→ **The task**: List every line in the data below that contains the string "blue". Case counts.

→ **Supplied material**:
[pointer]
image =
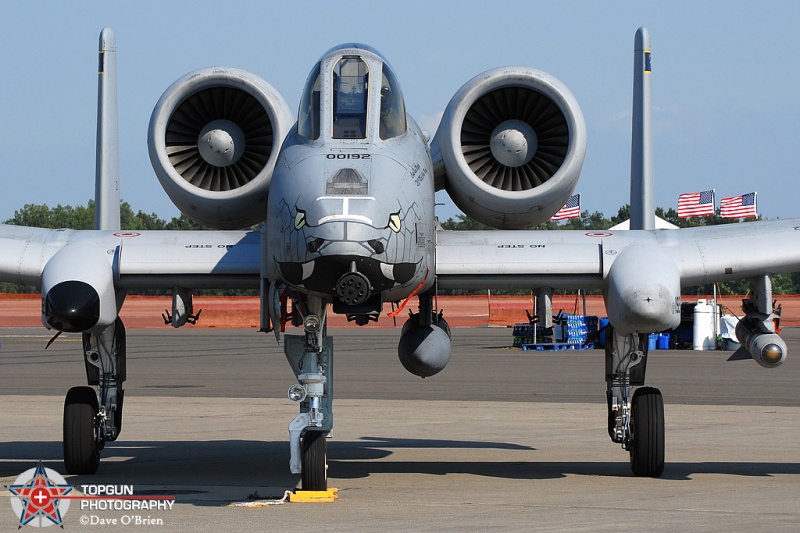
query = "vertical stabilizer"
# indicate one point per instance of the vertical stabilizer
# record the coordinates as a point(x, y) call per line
point(643, 207)
point(106, 187)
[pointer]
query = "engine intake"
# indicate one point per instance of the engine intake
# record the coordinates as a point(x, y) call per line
point(213, 140)
point(511, 143)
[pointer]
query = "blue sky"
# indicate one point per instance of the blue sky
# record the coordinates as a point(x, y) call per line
point(725, 82)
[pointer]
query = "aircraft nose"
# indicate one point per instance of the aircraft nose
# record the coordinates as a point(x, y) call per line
point(72, 306)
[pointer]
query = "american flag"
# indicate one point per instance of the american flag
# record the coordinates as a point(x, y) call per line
point(696, 204)
point(739, 206)
point(572, 209)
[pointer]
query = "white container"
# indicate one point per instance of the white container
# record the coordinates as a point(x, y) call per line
point(706, 326)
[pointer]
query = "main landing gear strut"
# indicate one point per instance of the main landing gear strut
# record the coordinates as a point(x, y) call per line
point(93, 417)
point(636, 421)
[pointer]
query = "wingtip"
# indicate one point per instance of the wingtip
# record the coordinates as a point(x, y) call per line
point(642, 40)
point(108, 40)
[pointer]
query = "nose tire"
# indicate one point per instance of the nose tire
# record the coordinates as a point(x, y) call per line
point(353, 288)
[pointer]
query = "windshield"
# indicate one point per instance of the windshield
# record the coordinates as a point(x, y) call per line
point(350, 81)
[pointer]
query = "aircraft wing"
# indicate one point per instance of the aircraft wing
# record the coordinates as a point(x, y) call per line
point(572, 259)
point(146, 259)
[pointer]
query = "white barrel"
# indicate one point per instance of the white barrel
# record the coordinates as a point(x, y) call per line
point(704, 331)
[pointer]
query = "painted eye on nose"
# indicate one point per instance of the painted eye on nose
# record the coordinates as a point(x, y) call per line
point(299, 219)
point(394, 222)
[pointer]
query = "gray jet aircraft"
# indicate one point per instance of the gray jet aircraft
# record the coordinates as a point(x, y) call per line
point(347, 196)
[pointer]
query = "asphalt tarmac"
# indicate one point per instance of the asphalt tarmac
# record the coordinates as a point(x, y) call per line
point(502, 439)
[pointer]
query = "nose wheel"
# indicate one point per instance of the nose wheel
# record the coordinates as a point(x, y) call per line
point(81, 451)
point(647, 432)
point(314, 457)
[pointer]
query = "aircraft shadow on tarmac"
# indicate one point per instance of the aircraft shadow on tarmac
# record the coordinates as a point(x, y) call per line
point(249, 464)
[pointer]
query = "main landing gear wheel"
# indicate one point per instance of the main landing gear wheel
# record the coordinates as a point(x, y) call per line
point(81, 455)
point(647, 432)
point(314, 459)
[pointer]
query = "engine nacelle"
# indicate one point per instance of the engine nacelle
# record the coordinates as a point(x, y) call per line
point(424, 350)
point(214, 138)
point(512, 143)
point(768, 349)
point(78, 290)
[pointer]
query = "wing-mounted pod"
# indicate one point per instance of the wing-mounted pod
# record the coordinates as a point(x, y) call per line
point(511, 146)
point(213, 139)
point(78, 289)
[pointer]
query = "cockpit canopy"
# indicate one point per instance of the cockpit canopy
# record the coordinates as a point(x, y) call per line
point(362, 98)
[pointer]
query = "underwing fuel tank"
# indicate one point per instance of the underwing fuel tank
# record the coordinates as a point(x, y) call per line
point(424, 350)
point(768, 349)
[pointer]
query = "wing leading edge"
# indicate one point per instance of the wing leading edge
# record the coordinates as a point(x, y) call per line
point(572, 259)
point(146, 259)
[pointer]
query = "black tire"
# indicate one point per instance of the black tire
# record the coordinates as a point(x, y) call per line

→ **Task output**:
query = "blue sky"
# indicate one point per instance of the blue sky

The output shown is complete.